__Problem statement__: Your copy of the material must match it exactly, except that pictures are dropped.

[Dataset records about object locations]
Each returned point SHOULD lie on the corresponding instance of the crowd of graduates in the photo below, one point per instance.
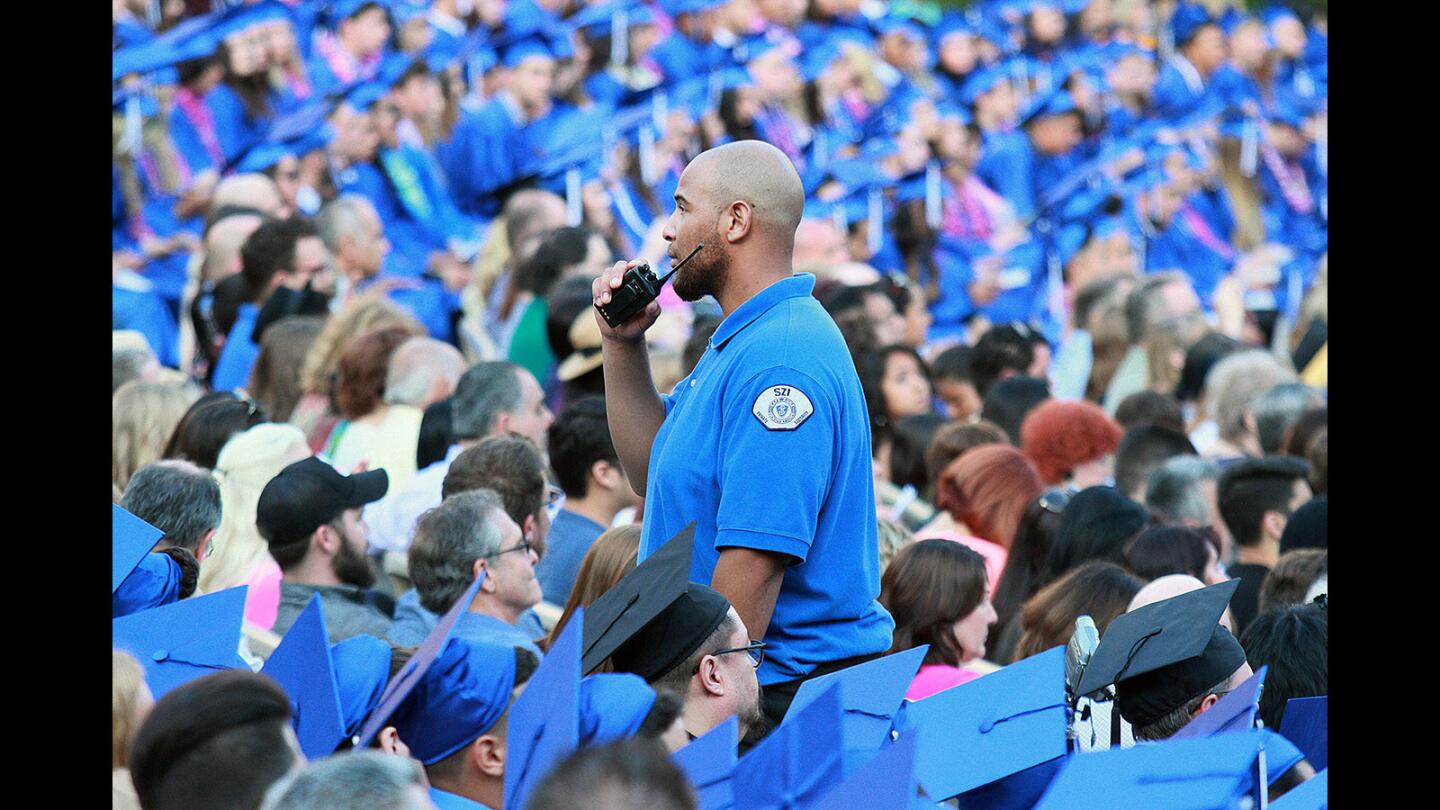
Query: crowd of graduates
(1076, 251)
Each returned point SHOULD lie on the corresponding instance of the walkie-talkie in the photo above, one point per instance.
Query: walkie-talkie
(637, 291)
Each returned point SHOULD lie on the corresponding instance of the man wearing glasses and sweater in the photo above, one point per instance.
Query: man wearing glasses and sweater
(467, 535)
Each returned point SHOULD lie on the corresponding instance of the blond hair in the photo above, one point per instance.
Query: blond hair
(143, 415)
(246, 463)
(127, 692)
(357, 317)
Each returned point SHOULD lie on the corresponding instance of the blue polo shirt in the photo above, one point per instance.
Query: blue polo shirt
(766, 446)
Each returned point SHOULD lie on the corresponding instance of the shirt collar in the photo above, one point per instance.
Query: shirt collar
(761, 303)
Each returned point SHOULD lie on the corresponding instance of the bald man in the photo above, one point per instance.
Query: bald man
(766, 444)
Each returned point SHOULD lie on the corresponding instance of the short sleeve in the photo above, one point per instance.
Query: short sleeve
(779, 447)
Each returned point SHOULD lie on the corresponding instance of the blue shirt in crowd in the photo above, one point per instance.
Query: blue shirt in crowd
(766, 446)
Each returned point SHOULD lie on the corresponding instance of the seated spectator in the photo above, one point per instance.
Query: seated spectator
(359, 780)
(143, 415)
(1072, 444)
(1292, 578)
(209, 424)
(239, 555)
(1099, 590)
(310, 516)
(372, 434)
(1096, 525)
(955, 384)
(985, 492)
(465, 535)
(457, 718)
(1293, 642)
(179, 499)
(595, 490)
(1151, 408)
(1174, 549)
(936, 591)
(1278, 410)
(1011, 399)
(1142, 450)
(1184, 490)
(1256, 499)
(625, 774)
(1020, 580)
(219, 741)
(611, 557)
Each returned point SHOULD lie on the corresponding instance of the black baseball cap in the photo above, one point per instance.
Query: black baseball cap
(311, 493)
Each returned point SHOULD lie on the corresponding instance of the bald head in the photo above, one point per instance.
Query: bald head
(422, 372)
(761, 176)
(222, 244)
(1170, 585)
(249, 190)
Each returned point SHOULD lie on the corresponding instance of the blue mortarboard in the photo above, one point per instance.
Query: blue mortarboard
(884, 783)
(262, 157)
(1312, 794)
(414, 670)
(1233, 712)
(1054, 103)
(870, 696)
(709, 764)
(1213, 771)
(612, 706)
(1306, 724)
(1001, 735)
(1188, 19)
(130, 541)
(545, 719)
(797, 763)
(185, 640)
(303, 668)
(461, 696)
(362, 666)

__Complete response__:
Each returned point SHOULD lie on the corresponding instance of the crowd of graduates in the photo below, one point per instance.
Query: crowd of graduates
(1076, 251)
Each returned point SHOULD lie on the corresponding instance of the walkie-talkie in the photo above, one point per instance.
Query: walkie-talkie
(637, 291)
Each returned point SHOULD lie on the corresponding instance of the man wearing glasses and sweater in the photo above, one point per instance.
Query: man wearing glasses and sweater
(467, 535)
Each returned point SHOULD lie on the corresponding instance of the blond hair in the photo above, one point per instance.
Query: blond hair
(143, 415)
(246, 463)
(127, 692)
(357, 317)
Each returned point SHOULD lie on the corresponding instance of the blue polo shirt in the photo above, one point per instance.
Query: blue polo shirt
(766, 446)
Each returned point SHOULD lie on the corresponding instance of the shirt collar in the photo above, one point per instance.
Query: shirt collar
(761, 303)
Each returned point SHOULD lie on the corresponding instance of the bald man in the photo above, one point per instance.
Query: bald man
(766, 444)
Each returned point SHOULD lie on the corresponding instance of the short sleeve in the photo above, one point per instance.
Query: short sleeve
(779, 447)
Each returned point SHOULD lie on the corresponding instance of the blue shirt in crowd in the photo above, one point per instance.
Query: blue shirt in crowd
(766, 446)
Each returned point SHOULD lie on the corresponding instance of the seated spectator in the photo above, one point per instance.
Query: seated spectator
(359, 780)
(143, 415)
(1072, 444)
(1292, 578)
(209, 424)
(239, 555)
(1099, 590)
(310, 516)
(372, 434)
(1096, 525)
(955, 384)
(985, 492)
(465, 535)
(457, 718)
(1293, 642)
(179, 499)
(595, 490)
(1151, 408)
(1174, 549)
(936, 591)
(1278, 410)
(1011, 399)
(1142, 450)
(1184, 490)
(1256, 499)
(625, 774)
(1020, 580)
(219, 741)
(611, 557)
Each returned point SHOULD lie on the corresponding instance of the black baseball cap in the photo above, one point per instance.
Query: black baseball cap
(311, 493)
Each returned point SHOULD lie on the corresponding instance of the bald head in the photo above, one point per instance.
Query: bald head
(422, 372)
(761, 176)
(222, 244)
(1170, 585)
(249, 190)
Each returned point SHOULD lie on the corresponding instance of the blue mortarboard in the photo above, one point per instance.
Query: blue mortarboard
(884, 783)
(262, 157)
(1312, 794)
(414, 670)
(1233, 712)
(1054, 103)
(870, 696)
(709, 764)
(1213, 771)
(612, 706)
(1306, 724)
(1001, 735)
(1188, 19)
(130, 541)
(545, 719)
(797, 763)
(185, 640)
(303, 668)
(461, 696)
(362, 666)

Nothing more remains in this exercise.